### [Selected excerpt]

Misleading and biased research: Why a report on arbitration by a Chamber of Commerce affiliate is just plain wrong
We recently wrote a piece in the American Prospect analyzing a recent report on arbitration by the U.S. Chamber Institute for Legal Reform—an affiliate of the U.S. Chamber of Commerce—that we found to be misleading and riddled with errors. In this blog post, written especially for those policy wonks who can’t get enough, we share more details about what’s wrong with the report.
The report—touting arbitration’s supposed benefits for workers—arrived just in time to be cited at a House hearing last month. That’s unlikely to be the last of it. The report will surely be presented by corporate lobbyists to a coterie of undecided legislators—legislators who care about access to justice and who are genuinely concerned about the impact of forced arbitration, but who also want to be responsive to the concerns raised by businesses that use it. The danger is that these legislators will believe the report’s spurious conclusion that arbitration is better for workers and vote accordingly.
Some initial skepticism is obviously in order. With its history of opposing reforms like paid family leave, a higher minimum wage, and strong overtime protections, the U.S. Chamber of Commerce is not an institution that is generally known as a champion of workers’ rights. And the report (entitled “Fairer, Faster, Better”) was written by a consulting firm that’s published previous reports like “Regulations: the more is not the merrier” and “The Regulatory Impact on Small Business: Complex. Cumbersome. Costly.”
But whatever the source, it’s important to engage with the substance, which is why we decided to take a deep dive. We discovered glaring errors, most of which we discussed in our American Prospect piece: the report’s omission of class actions and state court cases from its litigation data; its reliance on the mean rather than the median in its conclusions; its failure to account for cases that never come to light because of forced arbitration or to consider deterrence and injunctive relief; and its failure to engage with decades of prior academic studies on the topic.

### [Material to process]
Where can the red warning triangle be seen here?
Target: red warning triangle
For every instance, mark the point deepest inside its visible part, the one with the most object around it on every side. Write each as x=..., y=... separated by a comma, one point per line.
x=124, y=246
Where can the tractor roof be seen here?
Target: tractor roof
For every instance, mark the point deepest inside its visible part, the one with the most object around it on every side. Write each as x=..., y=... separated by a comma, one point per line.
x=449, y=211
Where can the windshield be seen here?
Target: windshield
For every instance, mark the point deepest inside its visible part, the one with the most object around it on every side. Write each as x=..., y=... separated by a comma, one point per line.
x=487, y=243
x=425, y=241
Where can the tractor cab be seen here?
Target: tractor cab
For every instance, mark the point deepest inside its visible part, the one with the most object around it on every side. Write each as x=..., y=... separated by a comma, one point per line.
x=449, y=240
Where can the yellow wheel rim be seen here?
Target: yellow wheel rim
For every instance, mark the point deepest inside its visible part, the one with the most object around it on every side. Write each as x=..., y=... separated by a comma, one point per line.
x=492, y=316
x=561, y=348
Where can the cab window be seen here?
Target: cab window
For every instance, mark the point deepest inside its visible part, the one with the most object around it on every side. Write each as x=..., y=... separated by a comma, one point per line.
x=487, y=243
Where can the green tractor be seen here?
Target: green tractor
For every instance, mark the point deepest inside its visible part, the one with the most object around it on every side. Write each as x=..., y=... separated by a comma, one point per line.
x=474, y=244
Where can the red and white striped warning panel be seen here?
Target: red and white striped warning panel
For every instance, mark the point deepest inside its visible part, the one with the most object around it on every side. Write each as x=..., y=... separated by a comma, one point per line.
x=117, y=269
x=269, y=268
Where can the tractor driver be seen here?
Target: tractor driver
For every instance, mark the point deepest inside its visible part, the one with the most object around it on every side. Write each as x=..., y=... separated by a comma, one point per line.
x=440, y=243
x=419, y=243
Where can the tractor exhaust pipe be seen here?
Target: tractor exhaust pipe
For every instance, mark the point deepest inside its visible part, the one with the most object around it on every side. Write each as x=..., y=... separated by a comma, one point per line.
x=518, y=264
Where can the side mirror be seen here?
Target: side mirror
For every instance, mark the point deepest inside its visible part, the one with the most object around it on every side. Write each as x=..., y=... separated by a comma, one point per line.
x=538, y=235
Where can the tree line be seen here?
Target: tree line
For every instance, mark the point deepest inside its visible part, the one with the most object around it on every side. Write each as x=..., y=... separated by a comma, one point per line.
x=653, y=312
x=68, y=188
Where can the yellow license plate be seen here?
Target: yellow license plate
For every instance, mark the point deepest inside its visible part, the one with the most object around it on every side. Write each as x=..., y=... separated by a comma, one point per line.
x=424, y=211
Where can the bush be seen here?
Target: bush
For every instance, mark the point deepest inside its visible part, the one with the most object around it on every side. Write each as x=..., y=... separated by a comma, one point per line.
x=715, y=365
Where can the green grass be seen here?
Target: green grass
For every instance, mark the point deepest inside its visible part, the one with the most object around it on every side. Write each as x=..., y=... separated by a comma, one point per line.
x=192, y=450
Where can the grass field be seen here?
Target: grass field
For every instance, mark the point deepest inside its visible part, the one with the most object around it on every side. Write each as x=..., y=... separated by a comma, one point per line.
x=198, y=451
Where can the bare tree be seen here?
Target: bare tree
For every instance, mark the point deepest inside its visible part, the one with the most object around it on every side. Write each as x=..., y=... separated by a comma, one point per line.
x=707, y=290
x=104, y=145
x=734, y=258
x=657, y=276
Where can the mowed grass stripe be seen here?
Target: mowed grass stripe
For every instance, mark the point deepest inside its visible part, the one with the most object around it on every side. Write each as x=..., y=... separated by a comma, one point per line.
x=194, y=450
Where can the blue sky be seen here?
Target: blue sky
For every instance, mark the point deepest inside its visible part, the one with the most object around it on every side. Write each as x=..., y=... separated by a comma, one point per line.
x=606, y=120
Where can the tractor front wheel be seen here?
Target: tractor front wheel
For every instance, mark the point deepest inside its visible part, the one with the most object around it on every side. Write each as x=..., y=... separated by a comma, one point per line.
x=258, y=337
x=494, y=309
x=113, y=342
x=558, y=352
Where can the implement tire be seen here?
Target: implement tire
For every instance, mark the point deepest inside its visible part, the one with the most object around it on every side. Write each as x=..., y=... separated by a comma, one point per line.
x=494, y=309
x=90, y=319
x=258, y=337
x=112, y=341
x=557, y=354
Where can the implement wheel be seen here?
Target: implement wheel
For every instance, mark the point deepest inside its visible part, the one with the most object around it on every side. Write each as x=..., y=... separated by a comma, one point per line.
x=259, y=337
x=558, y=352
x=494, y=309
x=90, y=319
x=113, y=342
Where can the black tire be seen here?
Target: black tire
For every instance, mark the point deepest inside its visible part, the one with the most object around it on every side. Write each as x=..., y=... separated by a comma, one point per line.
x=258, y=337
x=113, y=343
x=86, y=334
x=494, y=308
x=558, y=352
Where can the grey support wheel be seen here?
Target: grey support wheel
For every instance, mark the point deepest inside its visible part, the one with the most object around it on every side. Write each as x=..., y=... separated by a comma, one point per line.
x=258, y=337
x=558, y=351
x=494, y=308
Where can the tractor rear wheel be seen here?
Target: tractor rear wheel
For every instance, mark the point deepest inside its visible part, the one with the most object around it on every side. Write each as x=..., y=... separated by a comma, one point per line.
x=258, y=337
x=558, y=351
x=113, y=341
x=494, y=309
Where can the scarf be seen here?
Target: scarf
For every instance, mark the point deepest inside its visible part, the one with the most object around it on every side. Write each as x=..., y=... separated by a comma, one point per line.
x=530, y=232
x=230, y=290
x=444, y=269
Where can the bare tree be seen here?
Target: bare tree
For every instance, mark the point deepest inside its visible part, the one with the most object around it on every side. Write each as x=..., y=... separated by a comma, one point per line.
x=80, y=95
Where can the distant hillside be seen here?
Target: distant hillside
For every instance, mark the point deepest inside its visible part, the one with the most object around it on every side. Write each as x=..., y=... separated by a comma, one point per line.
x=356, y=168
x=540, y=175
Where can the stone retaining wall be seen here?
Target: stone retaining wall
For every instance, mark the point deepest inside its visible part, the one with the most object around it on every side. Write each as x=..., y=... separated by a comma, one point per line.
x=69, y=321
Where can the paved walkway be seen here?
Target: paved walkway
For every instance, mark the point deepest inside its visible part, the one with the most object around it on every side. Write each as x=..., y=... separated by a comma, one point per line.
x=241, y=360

### [What is asked]
1. Please duplicate the rows verbatim, covering the stretch from the line containing "Where can the distant hillside be seen here?" through the final row.
2. Write the next part of the post on the Chamber affiliate's arbitration report, starting after its last sentence.

### [Written answers]
1.
Where can the distant hillside be seen here?
Target: distant hillside
For every instance, mark the point deepest inside its visible part, the one with the most object around it on every side. Write each as x=..., y=... separated by a comma, one point per line.
x=356, y=168
x=540, y=175
Where can the stone retaining wall be seen here?
Target: stone retaining wall
For every instance, mark the point deepest inside its visible part, the one with the most object around it on every side. Write each as x=..., y=... separated by a comma, one point per line.
x=69, y=321
Where can the paved walkway be seen here?
Target: paved walkway
For every instance, mark the point deepest inside its visible part, the one with the most object around it on every side. Write each as x=..., y=... separated by a comma, one point per line.
x=241, y=360

2.
However, there are even more in-the-weeds problems in addition to those in our op-ed. Here are a few:
Arbitration’s lack of transparency results in problems with the Chamber’s report. The available information on arbitration only reports the amount claimed by workers for about one-third of the cases, obstructing anyone’s ability to assess the real meaning of the results (since the amount awarded should be viewed in relation to the amount claimed). And in nearly one quarter of the 1030 arbitration cases in the study with a final decision, “information about the prevailing party was unknown or… there were awards to both plaintiffs and defendants.”
In part because of the limited sample resulting from the lack of transparency, the total number of arbitration decisions included in the report’s primary analysis was miniscule: 251 cases in which employees initiated and prevailed, over fifty states in a five-year period. This is out of 10,486 arbitration cases in a sample that’s already shrunk by the omission of class actions and state court cases. Is this sample sufficient to draw any broad conclusions? Probably not.
Also, the information about “awards to both plaintiffs and defendants,” while glossed over by the report’s authors, is in fact noteworthy. It’s pretty uncommon, if not highly unusual, for employer-defendants to get awards from courts in litigation cases initiated by ordinary employee-plaintiffs. But the arbitration results suggest that this may not be the case in arbitration. When comparing which of two options is better for workers (arbitration or litigation), if one seems to carry real risk of the worker owing money surely this factor merits discussion or at least further investigation.
The report emphasizes that most workers in the arbitration cases were not high earners. However, most employees in the arbitration sample were much higher earners than the general public. Of the arbitration sample’s employee plaintiffs, 21 percent made over $100,000, and 7 percent made over $250,000. In the general population of wage earners in 2014 (the first year of the period of the study) the shares earning over $100,000 and over $250,000 were 8 and 2 percent, respectively. So there were more than 2½ times as many high earners—and 3½ times as many very high earners—in the arbitration case sample compared with the general public. When higher-paid employees have employment disputes, their claims for lost wages, and therefore their recoveries, will logically be higher than lower-paid workers. This may make it look like workers “do better” in arbitration when actually they may just be higher earners in the first place. (Note, however, that the report does not include comparable information about plaintiffs in litigation, thus preventing any comparison of the two in this regard.)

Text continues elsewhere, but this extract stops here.